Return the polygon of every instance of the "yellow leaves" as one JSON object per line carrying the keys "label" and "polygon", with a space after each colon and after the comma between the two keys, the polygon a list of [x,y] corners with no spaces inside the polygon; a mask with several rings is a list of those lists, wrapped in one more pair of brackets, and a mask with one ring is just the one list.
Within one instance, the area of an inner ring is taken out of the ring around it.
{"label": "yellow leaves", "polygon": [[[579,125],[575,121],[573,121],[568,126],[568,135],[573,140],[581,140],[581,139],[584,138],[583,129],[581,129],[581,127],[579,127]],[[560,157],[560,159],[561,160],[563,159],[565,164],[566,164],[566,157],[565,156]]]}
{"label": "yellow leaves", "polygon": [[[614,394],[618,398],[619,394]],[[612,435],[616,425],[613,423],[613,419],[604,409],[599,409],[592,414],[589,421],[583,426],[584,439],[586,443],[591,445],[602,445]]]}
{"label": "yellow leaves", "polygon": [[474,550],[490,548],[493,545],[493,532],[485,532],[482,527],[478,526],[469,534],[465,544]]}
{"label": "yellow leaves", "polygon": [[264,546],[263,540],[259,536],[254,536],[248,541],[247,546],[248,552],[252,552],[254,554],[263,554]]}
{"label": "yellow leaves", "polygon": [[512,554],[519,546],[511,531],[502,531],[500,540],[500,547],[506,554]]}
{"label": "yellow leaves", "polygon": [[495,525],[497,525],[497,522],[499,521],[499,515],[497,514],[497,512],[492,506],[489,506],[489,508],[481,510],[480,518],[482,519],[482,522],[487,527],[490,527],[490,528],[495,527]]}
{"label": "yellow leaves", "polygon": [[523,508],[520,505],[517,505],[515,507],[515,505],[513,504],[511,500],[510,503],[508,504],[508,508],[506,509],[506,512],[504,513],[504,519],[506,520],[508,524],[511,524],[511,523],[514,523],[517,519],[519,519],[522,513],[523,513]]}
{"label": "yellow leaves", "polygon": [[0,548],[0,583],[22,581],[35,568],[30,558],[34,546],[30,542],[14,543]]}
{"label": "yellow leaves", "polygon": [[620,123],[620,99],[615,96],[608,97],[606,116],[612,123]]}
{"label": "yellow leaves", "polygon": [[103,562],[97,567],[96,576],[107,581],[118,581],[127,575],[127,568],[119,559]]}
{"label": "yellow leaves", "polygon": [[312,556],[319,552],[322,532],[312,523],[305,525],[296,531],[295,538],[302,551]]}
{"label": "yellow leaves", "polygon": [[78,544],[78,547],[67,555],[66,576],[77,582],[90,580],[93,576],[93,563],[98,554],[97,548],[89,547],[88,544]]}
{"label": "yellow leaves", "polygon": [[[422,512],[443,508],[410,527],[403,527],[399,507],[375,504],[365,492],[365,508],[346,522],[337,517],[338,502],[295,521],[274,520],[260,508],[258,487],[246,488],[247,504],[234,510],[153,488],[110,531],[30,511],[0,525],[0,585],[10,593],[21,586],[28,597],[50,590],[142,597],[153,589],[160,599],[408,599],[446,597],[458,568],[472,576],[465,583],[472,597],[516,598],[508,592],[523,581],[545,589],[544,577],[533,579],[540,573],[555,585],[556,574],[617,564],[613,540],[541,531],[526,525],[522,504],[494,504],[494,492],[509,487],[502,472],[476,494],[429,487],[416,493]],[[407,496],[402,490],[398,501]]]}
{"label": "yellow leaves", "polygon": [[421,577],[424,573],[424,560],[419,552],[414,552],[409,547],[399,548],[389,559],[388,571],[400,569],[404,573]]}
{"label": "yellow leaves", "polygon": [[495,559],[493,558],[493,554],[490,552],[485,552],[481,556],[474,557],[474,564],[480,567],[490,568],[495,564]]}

——————

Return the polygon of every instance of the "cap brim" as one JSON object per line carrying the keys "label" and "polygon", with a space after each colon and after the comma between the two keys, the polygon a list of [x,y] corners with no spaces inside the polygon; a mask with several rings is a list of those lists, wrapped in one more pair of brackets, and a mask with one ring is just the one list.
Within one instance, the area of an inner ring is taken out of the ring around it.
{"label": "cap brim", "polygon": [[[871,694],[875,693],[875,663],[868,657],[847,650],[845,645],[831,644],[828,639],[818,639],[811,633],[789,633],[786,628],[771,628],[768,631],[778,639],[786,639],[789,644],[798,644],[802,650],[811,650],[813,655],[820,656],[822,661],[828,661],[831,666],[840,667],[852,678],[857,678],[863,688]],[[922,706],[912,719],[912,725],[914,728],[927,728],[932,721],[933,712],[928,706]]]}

——————

→ Required work
Scan the material above. Copy each line that holds the word "more".

→ Problem solution
Return the polygon of every instance of the "yellow leaves" as one JSON object per line carrying the keys "label" and "polygon", with a space after each colon and after the comma between the two keys, the polygon a list of [x,y] corners with no spaces inside the polygon; a mask with several rings is a list of those lists, wrapped in one more pair of brackets, and a mask with one ring is just the one list.
Return the polygon of every instance of the "cap brim" as one JSON object per line carrying the keys "label" and "polygon", with a space after each colon and after the comma between the two keys, the polygon a list of [x,y] corners with no spaces inside the polygon; a mask with several rings is a list of those lists, wrapped in one more pair of brackets, and a mask with one ring is just the one list.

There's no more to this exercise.